Repeat verbatim what the listing holds, but not its pictures.

Input: Begin

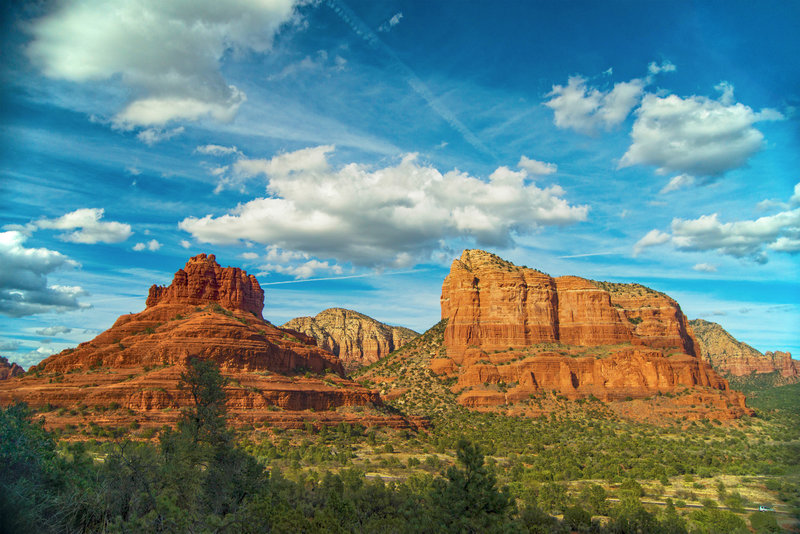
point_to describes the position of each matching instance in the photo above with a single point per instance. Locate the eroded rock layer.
(514, 333)
(728, 355)
(9, 370)
(355, 338)
(208, 312)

Input: End

_Expected output_
point_to describes the position of each matching instance in the photo above with a single point per instance. Locate the eroded rock layer.
(514, 333)
(728, 355)
(9, 370)
(355, 338)
(208, 312)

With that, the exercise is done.